- _What is needed_
Can you reproduce the listing below with "image" substituted for every occurrence of "photo" and nothing else changed? Omit the pictures from your version.
--- BEGIN Material for this exercise ---
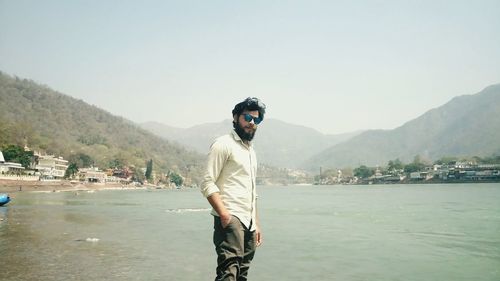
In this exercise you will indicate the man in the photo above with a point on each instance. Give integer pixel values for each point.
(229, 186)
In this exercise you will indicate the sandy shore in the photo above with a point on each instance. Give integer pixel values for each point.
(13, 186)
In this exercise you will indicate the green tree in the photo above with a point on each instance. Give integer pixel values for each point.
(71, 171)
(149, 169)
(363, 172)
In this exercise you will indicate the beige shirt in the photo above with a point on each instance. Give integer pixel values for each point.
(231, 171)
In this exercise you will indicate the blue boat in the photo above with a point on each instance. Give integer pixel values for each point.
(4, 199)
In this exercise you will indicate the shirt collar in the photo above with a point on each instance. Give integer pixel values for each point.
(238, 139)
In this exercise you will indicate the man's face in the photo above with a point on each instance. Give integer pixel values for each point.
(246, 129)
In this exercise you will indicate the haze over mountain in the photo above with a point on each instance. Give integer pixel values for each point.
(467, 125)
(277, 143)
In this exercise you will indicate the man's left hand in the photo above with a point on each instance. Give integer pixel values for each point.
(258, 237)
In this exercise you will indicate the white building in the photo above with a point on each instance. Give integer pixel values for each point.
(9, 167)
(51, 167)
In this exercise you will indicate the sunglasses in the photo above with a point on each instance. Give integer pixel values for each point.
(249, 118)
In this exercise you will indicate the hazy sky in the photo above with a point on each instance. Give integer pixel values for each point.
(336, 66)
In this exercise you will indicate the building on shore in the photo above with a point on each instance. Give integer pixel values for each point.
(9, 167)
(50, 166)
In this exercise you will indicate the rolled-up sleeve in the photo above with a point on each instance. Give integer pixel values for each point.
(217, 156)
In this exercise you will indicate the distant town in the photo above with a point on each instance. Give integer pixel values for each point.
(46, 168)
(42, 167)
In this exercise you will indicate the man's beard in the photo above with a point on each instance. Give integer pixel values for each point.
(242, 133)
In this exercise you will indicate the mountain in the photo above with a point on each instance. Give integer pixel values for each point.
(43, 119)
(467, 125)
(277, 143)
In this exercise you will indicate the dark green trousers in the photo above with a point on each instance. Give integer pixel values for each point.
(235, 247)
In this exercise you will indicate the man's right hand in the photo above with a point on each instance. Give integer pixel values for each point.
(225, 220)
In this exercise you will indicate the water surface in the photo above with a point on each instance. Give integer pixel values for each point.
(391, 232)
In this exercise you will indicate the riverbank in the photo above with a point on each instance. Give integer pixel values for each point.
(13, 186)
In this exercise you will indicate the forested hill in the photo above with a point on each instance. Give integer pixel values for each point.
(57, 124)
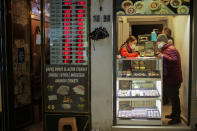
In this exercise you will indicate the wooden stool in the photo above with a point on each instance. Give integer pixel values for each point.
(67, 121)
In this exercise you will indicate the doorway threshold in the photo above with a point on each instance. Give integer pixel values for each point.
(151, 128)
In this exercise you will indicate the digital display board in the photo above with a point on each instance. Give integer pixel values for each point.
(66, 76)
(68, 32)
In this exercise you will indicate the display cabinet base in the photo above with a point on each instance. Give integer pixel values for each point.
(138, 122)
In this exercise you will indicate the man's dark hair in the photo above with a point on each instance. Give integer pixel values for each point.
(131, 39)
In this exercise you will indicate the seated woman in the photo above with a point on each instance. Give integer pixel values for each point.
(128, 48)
--- END Material for this exercise ---
- _Reply_
In this exercise you will indicate the man in the image above with a point on each instance. Give integer pixel values for each point.
(229, 186)
In this exercise you will indicate the sandy shore in the image above with a point on each instance. Give integer pixel values for each point.
(13, 186)
In this exercise you will indicate the green tree in the image above with a point on each instance. Give integer pixel values for each point.
(71, 171)
(149, 169)
(363, 172)
In this exercise you will indicate the beige shirt in the image above with a point on each instance. Give integer pixel values for each point.
(231, 171)
In this exercise you will indicate the blue boat in the image above with a point on each instance. Give integer pixel values for each point.
(4, 199)
In this exercise you will indicate the shirt collar in the image above with a point on each instance. Give integer pixel values for each point.
(238, 139)
In this exercise you will indicate the man's face in the image above with a point on each instance. Give integer pixel values for each point.
(246, 129)
In this exercise you will indicate the haze over mountain in the image above with a point on each instance. Give integer pixel values for each point.
(467, 125)
(277, 143)
In this exercise you will indicate the man's left hand in the image above with a point on each instance. Give integer pixel values for each point.
(258, 237)
In this exercise you will indicate the white building in the image above with a point on each instance. Give integer pixel values for each point.
(9, 167)
(51, 167)
In this exercise you will indicate the sunglasses in the image above with a point on each instance. Give integer pixel values for each point.
(249, 118)
In this exercise you will indicate the hazy sky in the image above with a point on each instance. Give integer pixel values for each point.
(336, 66)
In this exercise you will indicate the building on shore in the image above with a point on each instance. Give integer pixel values for each point.
(9, 167)
(50, 166)
In this exercise you will indicate the rolled-up sleeve in the image above with a point on each instance. Give integer pixel values for each point.
(217, 156)
In this exercise you will indicate the distant town in the image above with a point on each instance. Give integer pixel values for each point.
(46, 168)
(42, 167)
In this exercise you will indicate the man's beard in the image above with a point on each instance. Give integer pixel values for each point.
(242, 133)
In this exercise you will indicate the mountain in the image above with a point on each instance. Give integer pixel values for each point.
(43, 119)
(467, 125)
(277, 143)
In this exercise you will indicate the dark green trousers in the image above with a point on each instance. Give integer pixel values for each point.
(235, 247)
In this exercise you will indicate the man's right hand in the image above with a point on each instance. Give integer pixel values for each point.
(225, 220)
In this exercise you will indicate the water surface in the image above with a point on each instance. Give integer pixel values for each point.
(391, 232)
In this exercise you will indicate the riverbank in the image above with a point on each instance. Give integer pixel values for each point.
(13, 186)
In this exercise you will indicate the forested hill in the image above with a point on each instance. Give integer pixel values for each point.
(57, 124)
In this exercise you will indicate the wooden stool in the image above with a point on each instance. Give integer pixel values for each point.
(67, 121)
In this exercise you will indicate the doorway threshold in the image above with a point on each instance. Give integer pixel values for each point.
(151, 128)
In this exercise you will indicate the digital display board in the image above with a point on each instance. Give integer pixel values for each point.
(66, 76)
(68, 32)
In this exercise you will indicate the display cabinet base in the image above with a point on each instance. Give integer pixel values for each point.
(138, 122)
In this exercise you will indicate the man's dark hair in the image above with a point on each instance. Give integer pixel values for each point.
(131, 39)
In this exercise you will indicate the seated woman in the image above with a point on each instance. Give integer pixel values for each point.
(128, 48)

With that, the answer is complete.